_Stated goal 1_
According to the press release on the history journal, for how long was George Thompson imprisoned?

_Text section_
──────

Indiana University

Skip to:

  1. Search
  2. Breadcrumb Navigation
  3. Content
  4. Browse by Topic
  5. Services & Resources
  6. Additional Resources
  7. Multimedia News

Media Contacts

Ed Linenthal
Journal of American History
etl@indiana.edu
812-855-0335

Last modified: Monday, April 5, 2010

History journal explores abolitionism, Freemasonry and feminism in 19th century

FOR IMMEDIATE RELEASE
April 5, 2010

BLOOMINGTON, Ind. -- The radical abolitionist George Thompson was a minor celebrity in the mid-19th century. He was imprisoned for five years for a botched attempt to free slaves in Missouri, the author of several books and the head of the African mission established by the Amistad slave rebellion survivors.

"And yet he has been almost completely ignored by historians," writes Joseph Yannielli, who attributes the oversight to a tendency to see militant abolitionists as mentally deranged, along with a failure to engage the global dimensions of the anti-slavery movement. His article "George Thompson among the Africans: Empathy, Authority and Insanity in the Age of Abolition" is included in the March 2010 issue of the Journal of American History, published at Indiana University Bloomington by the Organization of American Historians.

Journal of American History

Elizabeth Cady Stanton and Susan B. Anthony are among the popular speakers depicted in "The Lyceum Committeeman's Dream" by C.S. Reinhart (1873), the cover illustration for the most recent Journal of American History.

──────

Stored records:
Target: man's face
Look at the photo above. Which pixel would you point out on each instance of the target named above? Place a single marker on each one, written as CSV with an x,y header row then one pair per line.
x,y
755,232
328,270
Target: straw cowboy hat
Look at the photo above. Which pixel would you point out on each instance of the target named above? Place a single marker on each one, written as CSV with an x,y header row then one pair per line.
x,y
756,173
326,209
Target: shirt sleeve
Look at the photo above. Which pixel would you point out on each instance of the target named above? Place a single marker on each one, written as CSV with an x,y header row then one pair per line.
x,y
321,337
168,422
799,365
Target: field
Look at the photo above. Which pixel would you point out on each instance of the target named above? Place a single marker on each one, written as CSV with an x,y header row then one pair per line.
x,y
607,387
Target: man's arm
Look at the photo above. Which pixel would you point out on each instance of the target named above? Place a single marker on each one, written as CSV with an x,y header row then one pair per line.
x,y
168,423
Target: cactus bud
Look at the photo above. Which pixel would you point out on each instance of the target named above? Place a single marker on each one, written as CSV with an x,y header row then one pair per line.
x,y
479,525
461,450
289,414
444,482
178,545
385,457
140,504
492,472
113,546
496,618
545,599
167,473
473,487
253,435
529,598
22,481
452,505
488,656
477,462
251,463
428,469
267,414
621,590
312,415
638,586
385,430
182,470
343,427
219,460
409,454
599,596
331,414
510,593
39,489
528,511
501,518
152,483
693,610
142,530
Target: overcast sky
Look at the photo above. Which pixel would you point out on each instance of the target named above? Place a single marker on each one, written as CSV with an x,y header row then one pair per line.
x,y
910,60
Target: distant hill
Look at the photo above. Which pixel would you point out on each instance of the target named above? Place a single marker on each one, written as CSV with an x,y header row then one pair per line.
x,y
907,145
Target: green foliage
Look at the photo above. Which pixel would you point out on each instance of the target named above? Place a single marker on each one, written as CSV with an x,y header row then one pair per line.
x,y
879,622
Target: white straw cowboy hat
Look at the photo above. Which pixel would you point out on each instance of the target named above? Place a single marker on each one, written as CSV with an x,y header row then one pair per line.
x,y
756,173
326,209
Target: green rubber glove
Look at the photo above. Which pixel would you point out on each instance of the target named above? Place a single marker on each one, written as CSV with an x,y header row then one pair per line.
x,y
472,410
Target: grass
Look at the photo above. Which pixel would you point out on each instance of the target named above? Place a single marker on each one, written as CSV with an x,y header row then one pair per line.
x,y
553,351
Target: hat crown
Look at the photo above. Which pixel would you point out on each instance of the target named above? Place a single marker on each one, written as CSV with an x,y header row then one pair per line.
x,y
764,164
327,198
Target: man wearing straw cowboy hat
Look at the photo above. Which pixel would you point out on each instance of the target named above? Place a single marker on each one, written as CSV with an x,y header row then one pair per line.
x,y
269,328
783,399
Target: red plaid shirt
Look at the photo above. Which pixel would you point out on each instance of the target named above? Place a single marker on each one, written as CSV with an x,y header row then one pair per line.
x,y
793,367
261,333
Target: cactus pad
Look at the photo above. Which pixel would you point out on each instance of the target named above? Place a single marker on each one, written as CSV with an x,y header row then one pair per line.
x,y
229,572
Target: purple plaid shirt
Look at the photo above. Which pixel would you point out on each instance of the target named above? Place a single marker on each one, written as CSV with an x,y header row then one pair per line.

──────

_Stated goal 2_
In the stored records, retype the entries starting at the line that contains "Target: purple plaid shirt" and continuing through the last line of the entries.

_Task solution 1_
Five years.

_Task solution 2_
Target: purple plaid shirt
Look at the photo above. Which pixel would you point out on each instance of the target named above? Place a single marker on each one, written as CSV with an x,y header row then one pair per line.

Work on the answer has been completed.